TEXTE FOURNI:
Le cimetière : une absence présente

Je m’arrête devant les pierres blanches portant les noms des moines et la date du 21 mai 1996. Il n’y a pas de croix, seulement cette sobriété qui invite au recueillement. Ce n’est pas la présence des tombes qui frappe, mais l’absence des corps, l’injustice de ce destin brisé.

Et puis, il y a cette rencontre que je n’avais jamais imaginée. Je les avais vus seulement à travers les images, dans un film, dans des souvenirs gravés sur des photos, mais jamais en face-à-face. Les sept moines, ici, dans ce cimetière. Pourtant, il n’y a pas de corps. Seules leurs têtes reposent, figées dans la pierre, semblables à des statues inertes, comme des âmes perdues, sans les corps qui les animaient. Ce fut un choc de les voir ainsi, morts, réduits à des têtes sans vies. Une tristesse profonde m’envahit, un vide immense, comme si la mémoire elle-même avait été brisée. Ces visages que j’avais vus en couleurs, en mouvements, étaient maintenant figés, éteints à jamais.

Le vent effleure les pierres, chuchotant des prières oubliées, et dans l’air flotte un parfum mêlé de romarin et de terre humide. Ici, au cœur du silence, la mémoire demeure vivante, gravée dans la roche, comme un écho indélébile du passé.

LISTE ENREGISTRÉE:
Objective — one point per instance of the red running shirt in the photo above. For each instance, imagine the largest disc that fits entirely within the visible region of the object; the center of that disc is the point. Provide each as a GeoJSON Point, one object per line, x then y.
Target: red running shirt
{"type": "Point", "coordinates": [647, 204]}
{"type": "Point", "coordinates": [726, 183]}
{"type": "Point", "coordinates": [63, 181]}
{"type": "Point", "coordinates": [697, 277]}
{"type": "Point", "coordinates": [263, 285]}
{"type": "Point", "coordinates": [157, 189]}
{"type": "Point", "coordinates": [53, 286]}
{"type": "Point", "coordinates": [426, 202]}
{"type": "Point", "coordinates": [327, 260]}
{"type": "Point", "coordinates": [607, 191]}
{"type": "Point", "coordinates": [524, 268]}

TRAVAIL DEMANDÉ:
1) D'après le texte sur le cimetière des moines, quelle date est inscrite sur les pierres blanches ?
2) Reproduisez sans aucune modification l'ensemble des lignes de la liste enregistrée, de la première à la dernière.

RÉPONSES PAR CONSIGNE:
1) Le 21 mai 1996.

2)
Objective — one point per instance of the red running shirt in the photo above. For each instance, imagine the largest disc that fits entirely within the visible region of the object; the center of that disc is the point. Provide each as a GeoJSON Point, one object per line, x then y.
Target: red running shirt
{"type": "Point", "coordinates": [647, 204]}
{"type": "Point", "coordinates": [726, 183]}
{"type": "Point", "coordinates": [63, 181]}
{"type": "Point", "coordinates": [697, 277]}
{"type": "Point", "coordinates": [263, 285]}
{"type": "Point", "coordinates": [157, 189]}
{"type": "Point", "coordinates": [53, 286]}
{"type": "Point", "coordinates": [426, 202]}
{"type": "Point", "coordinates": [327, 260]}
{"type": "Point", "coordinates": [607, 191]}
{"type": "Point", "coordinates": [524, 268]}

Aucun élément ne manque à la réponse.